- **DESCRIPTION OF THE TASK**: The material below must be retyped in full, with every line kept exactly as it is.

- **RECORDS SHOWN**:
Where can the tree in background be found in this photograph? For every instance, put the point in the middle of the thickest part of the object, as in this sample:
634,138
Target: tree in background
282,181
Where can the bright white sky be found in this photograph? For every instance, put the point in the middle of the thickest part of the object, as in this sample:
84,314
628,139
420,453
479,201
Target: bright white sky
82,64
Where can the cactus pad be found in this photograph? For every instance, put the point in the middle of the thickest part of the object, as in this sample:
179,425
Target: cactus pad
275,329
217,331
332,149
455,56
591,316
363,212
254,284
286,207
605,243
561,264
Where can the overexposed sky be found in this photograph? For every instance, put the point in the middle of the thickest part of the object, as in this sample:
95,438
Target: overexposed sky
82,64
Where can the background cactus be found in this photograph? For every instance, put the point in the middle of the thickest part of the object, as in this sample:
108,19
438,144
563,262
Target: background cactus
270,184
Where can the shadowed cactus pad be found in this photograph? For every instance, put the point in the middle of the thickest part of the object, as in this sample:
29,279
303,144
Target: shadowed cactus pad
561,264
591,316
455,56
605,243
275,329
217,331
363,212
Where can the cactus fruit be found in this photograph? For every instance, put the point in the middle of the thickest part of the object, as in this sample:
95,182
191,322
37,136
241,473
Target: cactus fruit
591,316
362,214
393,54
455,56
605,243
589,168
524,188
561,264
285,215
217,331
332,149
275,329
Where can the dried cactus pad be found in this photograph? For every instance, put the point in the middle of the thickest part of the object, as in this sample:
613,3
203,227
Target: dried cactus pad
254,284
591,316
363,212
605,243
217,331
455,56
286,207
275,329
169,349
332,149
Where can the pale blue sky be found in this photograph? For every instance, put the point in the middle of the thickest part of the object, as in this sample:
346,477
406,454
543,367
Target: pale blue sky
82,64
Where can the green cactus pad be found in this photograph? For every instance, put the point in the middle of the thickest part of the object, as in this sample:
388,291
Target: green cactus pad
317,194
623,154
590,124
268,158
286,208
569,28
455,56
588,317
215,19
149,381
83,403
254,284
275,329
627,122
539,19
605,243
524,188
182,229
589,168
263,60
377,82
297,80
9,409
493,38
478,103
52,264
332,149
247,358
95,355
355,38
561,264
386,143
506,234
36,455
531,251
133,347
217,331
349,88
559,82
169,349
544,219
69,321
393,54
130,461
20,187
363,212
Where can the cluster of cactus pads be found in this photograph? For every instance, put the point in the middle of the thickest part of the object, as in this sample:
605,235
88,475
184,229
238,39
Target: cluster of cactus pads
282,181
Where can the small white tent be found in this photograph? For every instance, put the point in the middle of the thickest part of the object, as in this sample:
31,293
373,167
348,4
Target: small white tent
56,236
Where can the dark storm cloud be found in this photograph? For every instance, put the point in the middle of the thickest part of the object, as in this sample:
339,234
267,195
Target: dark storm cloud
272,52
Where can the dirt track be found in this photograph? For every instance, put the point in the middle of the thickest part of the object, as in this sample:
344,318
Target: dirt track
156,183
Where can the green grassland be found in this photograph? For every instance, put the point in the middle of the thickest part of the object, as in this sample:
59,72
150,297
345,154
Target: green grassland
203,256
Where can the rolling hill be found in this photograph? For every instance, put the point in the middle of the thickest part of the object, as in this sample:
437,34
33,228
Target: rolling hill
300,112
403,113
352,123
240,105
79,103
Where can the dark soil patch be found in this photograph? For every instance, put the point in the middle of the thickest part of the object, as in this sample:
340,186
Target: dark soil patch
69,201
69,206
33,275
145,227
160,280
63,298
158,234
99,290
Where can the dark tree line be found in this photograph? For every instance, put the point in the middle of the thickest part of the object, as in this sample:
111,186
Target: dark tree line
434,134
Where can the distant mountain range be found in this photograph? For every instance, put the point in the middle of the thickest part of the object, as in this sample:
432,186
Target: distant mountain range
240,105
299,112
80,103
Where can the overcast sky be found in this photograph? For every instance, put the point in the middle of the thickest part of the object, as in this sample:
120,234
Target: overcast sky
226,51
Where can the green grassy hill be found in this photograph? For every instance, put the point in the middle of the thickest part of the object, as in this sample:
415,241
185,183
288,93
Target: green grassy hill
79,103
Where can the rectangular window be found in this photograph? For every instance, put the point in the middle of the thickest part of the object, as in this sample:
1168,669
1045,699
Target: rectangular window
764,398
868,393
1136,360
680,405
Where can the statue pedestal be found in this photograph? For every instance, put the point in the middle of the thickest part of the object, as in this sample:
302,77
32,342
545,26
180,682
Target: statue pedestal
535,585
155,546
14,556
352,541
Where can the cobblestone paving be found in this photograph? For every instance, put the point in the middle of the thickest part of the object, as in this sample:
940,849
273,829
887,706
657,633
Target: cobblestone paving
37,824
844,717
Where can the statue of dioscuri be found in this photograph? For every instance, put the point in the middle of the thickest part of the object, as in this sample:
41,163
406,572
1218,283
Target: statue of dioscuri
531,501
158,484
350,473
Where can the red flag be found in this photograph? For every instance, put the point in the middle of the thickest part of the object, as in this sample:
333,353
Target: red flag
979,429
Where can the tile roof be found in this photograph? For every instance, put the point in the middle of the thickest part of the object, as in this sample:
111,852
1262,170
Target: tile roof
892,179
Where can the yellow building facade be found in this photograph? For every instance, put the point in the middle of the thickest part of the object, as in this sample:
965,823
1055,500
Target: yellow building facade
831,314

- **YOUR SOLUTION**:
Where can the tree in background be found in this photograph? For every instance, put the point in the middle of the thickest part of the object, as in this sample:
634,138
Target: tree in background
282,181
Where can the bright white sky be found in this photograph? For every instance, put the point in the middle of the thickest part of the object, as in this sample:
84,314
628,139
420,453
479,201
Target: bright white sky
82,64
Where can the cactus pad be found in this photograph? For every instance, put the point in the middle of the thickest part of the object, as in this sample:
179,425
Target: cactus pad
275,329
217,331
332,149
455,56
591,316
363,212
254,284
286,207
605,243
561,264
Where can the overexposed sky be found in this photograph? For every instance, put the point in the middle of the thickest part of the object, as in this sample:
95,438
Target: overexposed sky
82,64
Where can the background cactus be found in this photograph? For every instance, put the point in the middle of the thickest part of the object, as in this sample:
108,19
438,144
563,262
Target: background cactus
270,184
Where can the shadowed cactus pad be found in this photograph? For every instance, put the point in the middle of the thickest part of the object, as in this sample:
29,279
303,144
Target: shadowed cactus pad
561,264
591,316
455,56
605,243
275,329
217,331
363,212
Where can the cactus fruit be found in this photograph? For every instance, put the point in the middle of the thickest part of the object, as in this sample:
95,182
191,322
37,136
241,473
Target: cactus fruit
591,316
362,214
393,54
455,56
605,243
589,168
524,188
561,264
285,215
217,331
332,149
275,329
Where can the dried cactus pad be found in this photograph? For every instance, put the point in the middle of the thickest part of the object, as in this sample:
613,3
203,227
Target: dried cactus pad
254,284
591,316
363,212
605,243
217,331
455,56
286,207
275,329
169,349
332,149
Where can the pale blue sky be found in this photograph? For every instance, put the point in the middle of the thickest part of the object, as in this sample:
346,477
406,454
543,367
Target: pale blue sky
82,64
Where can the green cactus pad be found in this photograph? For every instance, put the point in the middle of the thickest part of the object, as in this sample:
388,291
Target: green cactus pad
317,194
623,154
590,124
268,158
286,208
569,28
455,56
588,317
215,19
149,381
83,403
254,284
275,329
627,122
539,19
605,243
524,188
182,229
589,168
263,60
377,82
297,80
9,409
493,38
478,103
52,264
332,149
247,358
95,355
355,38
561,264
386,143
506,234
36,455
531,251
133,347
217,331
349,88
559,82
169,349
544,219
69,321
393,54
130,461
20,187
363,212
Where can the cluster of cactus pads be found in this photograph? For every instance, put the point in the middle of the thickest part of the object, as in this sample:
605,235
88,475
184,229
238,39
Target: cluster of cactus pads
282,181
Where can the small white tent be found in this photograph? For every instance, put the point in the middle of the thickest part of the object, as in this sample:
31,293
373,167
348,4
Target: small white tent
56,236
Where can the dark storm cloud be found in this photograph? For every instance, put the point in the middle of the thickest part of the object, as in this sample:
339,234
267,195
Target: dark storm cloud
272,52
Where can the dirt track be found in this photograph? For every instance, put the point in the middle of the thickest part of the object, as in this sample:
344,318
Target: dirt track
156,183
Where can the green grassland be found in this photograph? For every instance, put the point in the middle of the thickest part of the object, as in this sample:
59,72
150,297
345,154
Target: green grassland
203,256
Where can the rolling hill be found in this photograph? For every instance, put the point in the middle of the thickest part of the object, as in this sample:
437,34
33,228
Target: rolling hill
300,112
403,113
352,123
240,105
79,103
Where can the dark soil patch be found in this photograph? For every instance, put the point in the middle of the thickest part of the object, as in this sample:
340,186
Target: dark soil patch
69,201
69,206
33,275
145,227
160,280
63,298
158,234
99,290
Where can the dark tree line be found in this photograph? For every instance, put the point in the middle of the thickest part of the object, as in this sample:
111,186
Target: dark tree line
434,134
Where can the distant mountain range be found in this photograph? For every instance, put the point in the middle of the thickest part of the object, as in this sample:
432,186
Target: distant mountain range
240,105
299,112
80,103
Where can the overcast sky be found in this photograph? For every instance, put the point in the middle of the thickest part of the object, as in this sample:
120,234
Target: overcast sky
226,51
Where can the green grassy hill be found in this photograph? For every instance, put the point in the middle of the thickest part of the object, as in this sample:
415,241
185,183
288,93
Target: green grassy hill
79,103
Where can the rectangular window be found in this photograph? For every instance, put the point in the middle of the thickest part of the object, as in this sample:
1168,669
1045,699
Target: rectangular window
764,398
868,393
1136,360
680,405
Where can the statue pedestal be found in this photograph? For every instance, put the point in the middle of the thickest part of the object, as in this sample:
302,77
32,342
545,26
180,682
Target: statue pedestal
535,585
155,546
14,556
352,541
Where can the cobblestone paving be found in this photograph? For every instance, put the point in the middle of the thickest part of the object, as in this sample:
940,849
273,829
887,706
657,633
Target: cobblestone paving
37,824
844,717
Where can the statue of dioscuri be found in this photograph? For every instance, put the point in the middle of the thickest part of the object, as in this sample:
41,163
406,572
1218,283
Target: statue of dioscuri
531,501
158,484
350,473
Where can the red flag be found in this photograph? For every instance, put the point in the middle of the thickest part of the object, as in this sample:
333,353
Target: red flag
979,429
Where can the tile roof be found in this photograph? For every instance, put the point in the middle of the thickest part of the object, as in this sample:
111,852
1262,170
Target: tile roof
892,179
Where can the yellow building facade be found in this photograph? For every instance, put the point in the middle of the thickest part of the object, as in this sample:
965,823
1055,500
Target: yellow building facade
831,314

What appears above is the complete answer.